What the task requires — Locate every line in the entries below that contains the word "pile", and copy each such line in full.

Record set —
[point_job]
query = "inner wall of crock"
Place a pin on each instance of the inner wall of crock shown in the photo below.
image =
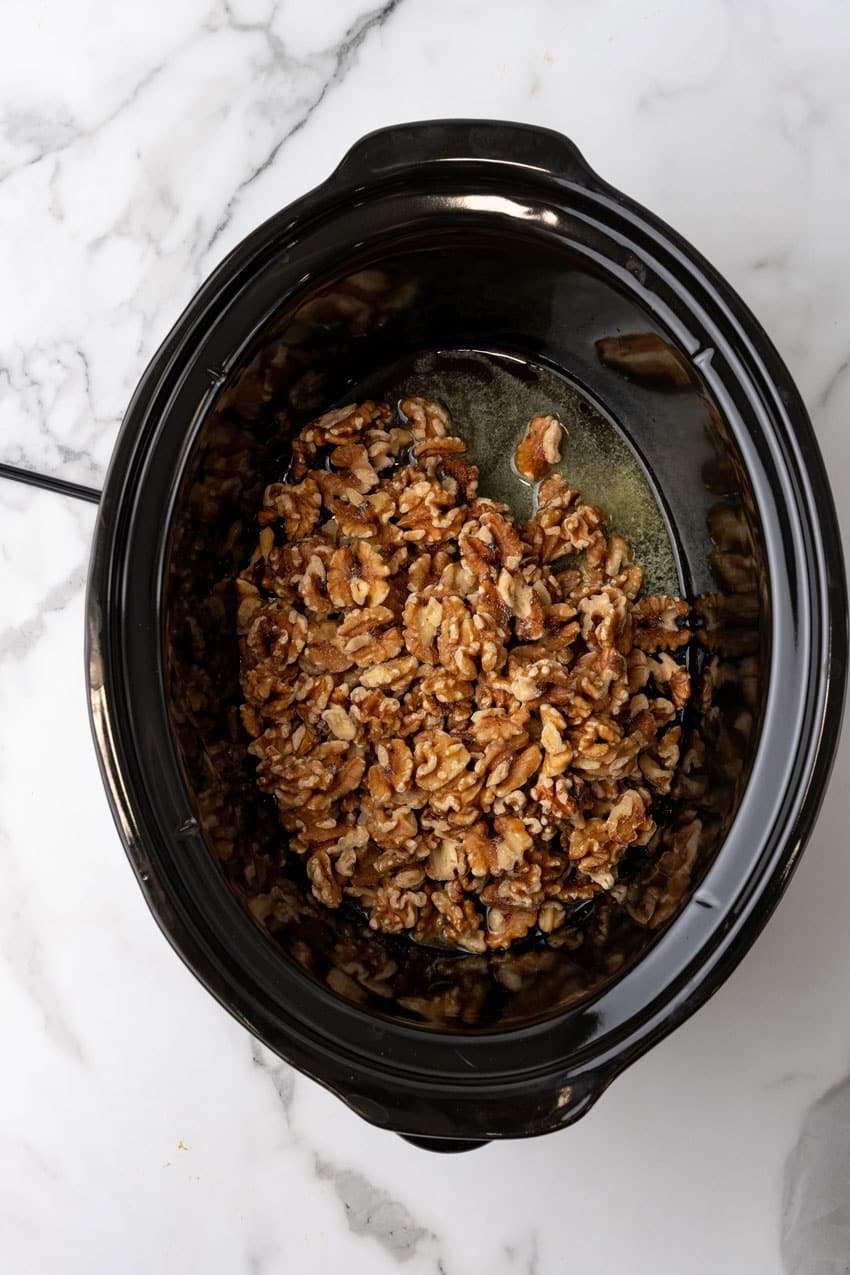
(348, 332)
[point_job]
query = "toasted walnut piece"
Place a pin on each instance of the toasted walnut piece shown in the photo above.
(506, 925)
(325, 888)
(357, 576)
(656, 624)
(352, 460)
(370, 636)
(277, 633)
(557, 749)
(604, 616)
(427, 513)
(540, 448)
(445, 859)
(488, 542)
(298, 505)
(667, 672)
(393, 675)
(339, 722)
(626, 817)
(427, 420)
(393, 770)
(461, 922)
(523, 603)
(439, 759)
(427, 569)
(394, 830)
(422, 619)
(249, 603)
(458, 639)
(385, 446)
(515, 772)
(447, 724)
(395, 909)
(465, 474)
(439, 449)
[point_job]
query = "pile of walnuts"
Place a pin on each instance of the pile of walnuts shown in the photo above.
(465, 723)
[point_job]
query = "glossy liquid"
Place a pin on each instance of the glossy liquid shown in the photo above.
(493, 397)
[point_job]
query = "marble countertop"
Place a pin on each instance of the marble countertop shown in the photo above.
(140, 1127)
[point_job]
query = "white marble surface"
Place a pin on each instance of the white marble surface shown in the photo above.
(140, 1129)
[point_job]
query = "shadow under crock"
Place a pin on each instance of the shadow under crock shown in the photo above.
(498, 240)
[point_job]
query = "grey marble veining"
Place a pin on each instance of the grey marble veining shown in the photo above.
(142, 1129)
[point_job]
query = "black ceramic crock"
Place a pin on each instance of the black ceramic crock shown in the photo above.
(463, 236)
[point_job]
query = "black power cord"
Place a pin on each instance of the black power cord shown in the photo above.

Answer to this problem —
query = "pile of walnuts"
Place a pin on each instance of the pile of walnuts shown in the photo above.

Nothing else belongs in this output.